● **INFORMATION PROVIDED**:
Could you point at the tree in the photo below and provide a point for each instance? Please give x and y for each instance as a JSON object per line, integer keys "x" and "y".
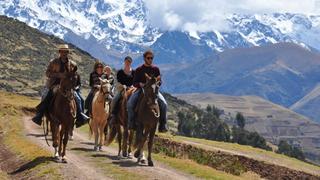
{"x": 240, "y": 120}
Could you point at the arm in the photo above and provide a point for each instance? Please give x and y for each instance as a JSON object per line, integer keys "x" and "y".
{"x": 137, "y": 79}
{"x": 157, "y": 74}
{"x": 51, "y": 74}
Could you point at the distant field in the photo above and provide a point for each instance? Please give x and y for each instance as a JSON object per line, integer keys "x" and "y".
{"x": 272, "y": 121}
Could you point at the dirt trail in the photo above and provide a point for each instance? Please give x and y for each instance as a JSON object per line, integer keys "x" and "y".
{"x": 83, "y": 167}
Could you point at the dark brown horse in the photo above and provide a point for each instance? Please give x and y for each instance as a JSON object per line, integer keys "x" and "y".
{"x": 147, "y": 117}
{"x": 62, "y": 114}
{"x": 124, "y": 137}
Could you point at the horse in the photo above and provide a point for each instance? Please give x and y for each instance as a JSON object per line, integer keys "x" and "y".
{"x": 125, "y": 138}
{"x": 62, "y": 114}
{"x": 147, "y": 117}
{"x": 100, "y": 113}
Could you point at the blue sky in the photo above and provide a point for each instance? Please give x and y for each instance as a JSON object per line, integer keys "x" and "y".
{"x": 205, "y": 15}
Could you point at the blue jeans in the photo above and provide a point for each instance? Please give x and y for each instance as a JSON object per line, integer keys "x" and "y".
{"x": 132, "y": 102}
{"x": 79, "y": 100}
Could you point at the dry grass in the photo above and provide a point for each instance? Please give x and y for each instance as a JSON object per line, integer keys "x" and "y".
{"x": 255, "y": 153}
{"x": 11, "y": 108}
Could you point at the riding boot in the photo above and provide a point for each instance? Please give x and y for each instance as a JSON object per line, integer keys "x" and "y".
{"x": 162, "y": 125}
{"x": 81, "y": 118}
{"x": 42, "y": 107}
{"x": 132, "y": 124}
{"x": 163, "y": 121}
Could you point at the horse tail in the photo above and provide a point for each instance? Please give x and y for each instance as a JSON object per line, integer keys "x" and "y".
{"x": 138, "y": 137}
{"x": 90, "y": 129}
{"x": 112, "y": 134}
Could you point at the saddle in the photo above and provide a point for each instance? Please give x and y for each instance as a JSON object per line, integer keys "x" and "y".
{"x": 136, "y": 109}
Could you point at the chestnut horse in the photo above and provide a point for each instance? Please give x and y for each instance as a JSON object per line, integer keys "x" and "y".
{"x": 100, "y": 113}
{"x": 147, "y": 117}
{"x": 121, "y": 120}
{"x": 62, "y": 114}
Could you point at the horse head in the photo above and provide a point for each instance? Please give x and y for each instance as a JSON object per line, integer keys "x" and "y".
{"x": 105, "y": 86}
{"x": 151, "y": 91}
{"x": 68, "y": 82}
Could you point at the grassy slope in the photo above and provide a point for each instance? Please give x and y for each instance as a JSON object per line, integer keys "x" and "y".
{"x": 256, "y": 153}
{"x": 12, "y": 128}
{"x": 11, "y": 114}
{"x": 187, "y": 166}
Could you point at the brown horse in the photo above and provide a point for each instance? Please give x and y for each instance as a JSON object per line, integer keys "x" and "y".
{"x": 100, "y": 113}
{"x": 124, "y": 138}
{"x": 147, "y": 117}
{"x": 62, "y": 114}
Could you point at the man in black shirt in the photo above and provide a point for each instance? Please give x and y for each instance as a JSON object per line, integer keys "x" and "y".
{"x": 125, "y": 80}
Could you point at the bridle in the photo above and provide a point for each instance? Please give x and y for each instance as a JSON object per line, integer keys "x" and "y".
{"x": 149, "y": 102}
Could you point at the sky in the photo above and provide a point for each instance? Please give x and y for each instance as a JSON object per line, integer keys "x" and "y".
{"x": 206, "y": 15}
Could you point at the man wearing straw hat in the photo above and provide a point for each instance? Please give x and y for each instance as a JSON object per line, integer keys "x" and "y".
{"x": 55, "y": 71}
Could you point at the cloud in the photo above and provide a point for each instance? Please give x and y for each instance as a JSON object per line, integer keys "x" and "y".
{"x": 208, "y": 15}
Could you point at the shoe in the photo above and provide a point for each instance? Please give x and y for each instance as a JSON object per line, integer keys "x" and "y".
{"x": 162, "y": 129}
{"x": 132, "y": 125}
{"x": 37, "y": 119}
{"x": 83, "y": 119}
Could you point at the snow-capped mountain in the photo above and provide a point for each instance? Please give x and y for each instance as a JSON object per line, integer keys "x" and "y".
{"x": 109, "y": 28}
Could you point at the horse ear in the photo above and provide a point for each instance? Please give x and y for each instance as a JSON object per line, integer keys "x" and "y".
{"x": 147, "y": 76}
{"x": 158, "y": 78}
{"x": 75, "y": 68}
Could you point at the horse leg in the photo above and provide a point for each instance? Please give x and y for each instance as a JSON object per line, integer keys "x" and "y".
{"x": 125, "y": 142}
{"x": 71, "y": 133}
{"x": 131, "y": 133}
{"x": 119, "y": 136}
{"x": 60, "y": 139}
{"x": 150, "y": 144}
{"x": 65, "y": 142}
{"x": 47, "y": 126}
{"x": 55, "y": 138}
{"x": 140, "y": 147}
{"x": 96, "y": 136}
{"x": 102, "y": 135}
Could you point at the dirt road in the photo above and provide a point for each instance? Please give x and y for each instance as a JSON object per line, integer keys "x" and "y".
{"x": 84, "y": 163}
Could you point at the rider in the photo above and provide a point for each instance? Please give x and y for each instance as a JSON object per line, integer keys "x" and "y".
{"x": 108, "y": 75}
{"x": 94, "y": 81}
{"x": 125, "y": 79}
{"x": 55, "y": 71}
{"x": 79, "y": 100}
{"x": 139, "y": 81}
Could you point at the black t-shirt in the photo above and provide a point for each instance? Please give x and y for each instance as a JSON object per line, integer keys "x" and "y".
{"x": 124, "y": 78}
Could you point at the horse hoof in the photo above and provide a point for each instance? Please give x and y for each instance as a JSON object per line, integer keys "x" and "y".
{"x": 124, "y": 154}
{"x": 56, "y": 159}
{"x": 136, "y": 154}
{"x": 150, "y": 163}
{"x": 143, "y": 161}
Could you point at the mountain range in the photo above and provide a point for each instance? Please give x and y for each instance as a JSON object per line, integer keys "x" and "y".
{"x": 110, "y": 30}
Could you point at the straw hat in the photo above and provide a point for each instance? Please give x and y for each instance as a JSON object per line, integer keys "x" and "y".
{"x": 63, "y": 47}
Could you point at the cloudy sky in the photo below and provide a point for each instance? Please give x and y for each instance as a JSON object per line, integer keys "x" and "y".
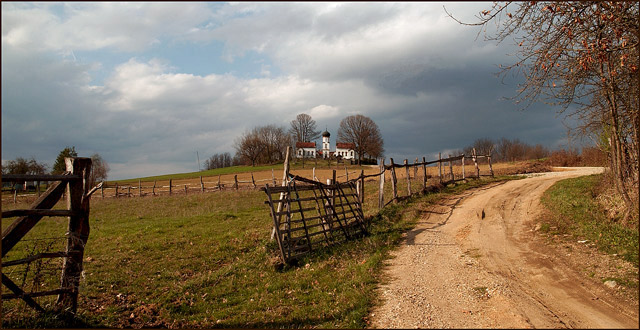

● **TASK INSTRUCTIONS**: With the pictures stripped out, return each record word for word.

● **RESULT BELOW**:
Could you point at the tree in the photo below and provide a point for each instance? Please give x and y for each instance as a JSON object per line, integer keys "x" and "y".
{"x": 240, "y": 120}
Could you point at the arm in the photo above and provide a point for each instance? Please give x and y for each instance as a JSON object per line, integer keys "x" and "y".
{"x": 137, "y": 79}
{"x": 157, "y": 74}
{"x": 51, "y": 74}
Could you point at the distant field in the photo above and provide a point for each instance? Please give x and y for each instance as a JSON object per line, integer keys "x" and "y".
{"x": 272, "y": 121}
Could you point at the dirt trail in the photo above and provide a point for each instance? Please give x and y for each instance as a JSON object per line, integer keys "x" and "y".
{"x": 83, "y": 167}
Could you point at the dark brown horse in the photo above and provide a point for each instance? Please give x and y for each instance as a JSON object per line, integer keys "x" and "y".
{"x": 147, "y": 117}
{"x": 62, "y": 114}
{"x": 124, "y": 137}
Could you point at the horse in the photo above and provide a point for each instance? Please give x and y for each instance as a JSON object per line, integer keys "x" and "y".
{"x": 125, "y": 138}
{"x": 62, "y": 114}
{"x": 147, "y": 117}
{"x": 100, "y": 113}
Could you point at the blue sky in the photo above and provide a point for each instance? Please give x and y for each instance as a JSON object per line, integer keys "x" and "y".
{"x": 205, "y": 15}
Could you point at the blue jeans in the photo above and provide a point for each instance? Please give x and y for each instance as a JSON object per line, integer keys "x" and "y".
{"x": 132, "y": 102}
{"x": 79, "y": 100}
Could you point at the dry grass in the photo above and provide a point for each instance? Please give x and y for each instance as a JSON object per line, integer keys "x" and "y".
{"x": 255, "y": 153}
{"x": 11, "y": 108}
Could you point at the riding boot in the photo above and provide a point for each instance? Please give x and y for each instance as a JSON object per line, integer keys "x" and "y".
{"x": 162, "y": 125}
{"x": 81, "y": 118}
{"x": 42, "y": 107}
{"x": 132, "y": 124}
{"x": 163, "y": 121}
Could you point at the horse tail in the photo above and provide a point for each instance? Please give x and y for each instance as a JSON object per line, integer keys "x" and "y".
{"x": 138, "y": 137}
{"x": 90, "y": 129}
{"x": 112, "y": 134}
Could you point at the saddle in the photo above and provide a point for each instance? Please give x and y for each instance as a JSON object per line, integer keys "x" and "y".
{"x": 136, "y": 109}
Could you point at the chestnut horse in the photo above and provide a point for each instance? Please give x and y for each instance as a JSON object per line, integer keys "x" and "y".
{"x": 100, "y": 113}
{"x": 147, "y": 117}
{"x": 121, "y": 120}
{"x": 62, "y": 114}
Could you point at the horse head in the photo above and provide a point for each instance? Please give x and y for each instance as a JSON object per line, integer keys "x" and "y".
{"x": 105, "y": 86}
{"x": 151, "y": 91}
{"x": 68, "y": 82}
Could you point at the grassy slope in the photo above and provide a point for each instance? Please give x and y for each instance as a JSON object per line, integer keys "x" and "y".
{"x": 256, "y": 153}
{"x": 12, "y": 128}
{"x": 11, "y": 114}
{"x": 187, "y": 166}
Could you point at the brown horse in the photo above and provide a point for each instance? Please give x and y for each instance as a JSON object per line, integer keys "x" and "y".
{"x": 100, "y": 113}
{"x": 124, "y": 138}
{"x": 147, "y": 117}
{"x": 62, "y": 114}
Could you point at the man in black shirt in the photo above and provide a point for each instance? Please give x and y for each instance as a JSON object per line, integer keys "x" and "y".
{"x": 125, "y": 80}
Could you point at the bridle in the photo above and provide a point for each instance? Please give x and y for each instance as a JSON object per line, integer keys "x" and "y".
{"x": 149, "y": 102}
Could you point at the sky in the photo above and provide a point for each instance? Please give x and y for each instance as a JSON object per line, integer keys "x" and "y".
{"x": 206, "y": 15}
Could you point at the man wearing straw hat in the photo above and provide a point for each instance? Please give x and y for each instance as a JSON object per line, integer keys "x" and "y".
{"x": 55, "y": 71}
Could you point at the cloud in the photo above and provide a point for each instance? Please give x and y for each instance as a JSON object per line, integer keys "x" and "y".
{"x": 208, "y": 15}
Could you point at the shoe in the photo above and provide a point for each instance? Please give x and y for each instance as a JSON object per line, integer keys "x" and "y".
{"x": 162, "y": 129}
{"x": 132, "y": 125}
{"x": 37, "y": 119}
{"x": 83, "y": 119}
Could you point at the snow-capped mountain in the photo above and provide a point for each instance? Please give x and y for each instance as a JSON object per line, integer keys "x" and "y".
{"x": 109, "y": 28}
Could you point at the horse ear in the photo above and provide a point for each instance? Please give x and y for each instance as a JSON object per line, integer keys "x" and "y".
{"x": 147, "y": 76}
{"x": 158, "y": 78}
{"x": 75, "y": 68}
Could you point at the horse leg in the photo above and provide a point for each instance? Please give x and y for each instance as a JSON object per line, integer keys "x" and "y".
{"x": 125, "y": 142}
{"x": 71, "y": 133}
{"x": 131, "y": 133}
{"x": 119, "y": 136}
{"x": 60, "y": 139}
{"x": 150, "y": 144}
{"x": 65, "y": 142}
{"x": 47, "y": 126}
{"x": 55, "y": 138}
{"x": 140, "y": 147}
{"x": 96, "y": 136}
{"x": 102, "y": 135}
Could you point at the dirt road in the photo above and provide a point for each instance? Please give x and y for each instance as a JSON object per line, integer keys "x" and "y".
{"x": 84, "y": 163}
Could you point at the rider in the photo above and provide a point for each instance? Please give x and y for each instance as a JSON object per line, integer keys "x" and "y".
{"x": 108, "y": 75}
{"x": 94, "y": 81}
{"x": 125, "y": 79}
{"x": 55, "y": 71}
{"x": 79, "y": 100}
{"x": 139, "y": 81}
Could you point at the black t-shirt in the photo above and provide a point for each instance? Please give x and y for each instance as a JSON object per line, integer keys "x" and "y".
{"x": 124, "y": 78}
Could you point at the horse hoof in the photo above and provide a point for each instance? Please give x and y for each instance as a JSON object per line, integer keys "x" and "y".
{"x": 124, "y": 154}
{"x": 56, "y": 159}
{"x": 136, "y": 154}
{"x": 150, "y": 163}
{"x": 143, "y": 161}
Could you point at the mountain range in the photo above and provide a point for each instance? Please give x and y for each instance as a JSON object per line, integer keys "x" and "y".
{"x": 110, "y": 30}
Could you point at the straw hat in the photo above and provide a point for each instance? Please give x and y for each instance as a JSON object per line, integer keys "x" and "y".
{"x": 63, "y": 47}
Could you point at the cloudy sky in the photo below and provide a point for each instance? Please give x and y for each instance as a JSON object per line, integer keys "x" and "y".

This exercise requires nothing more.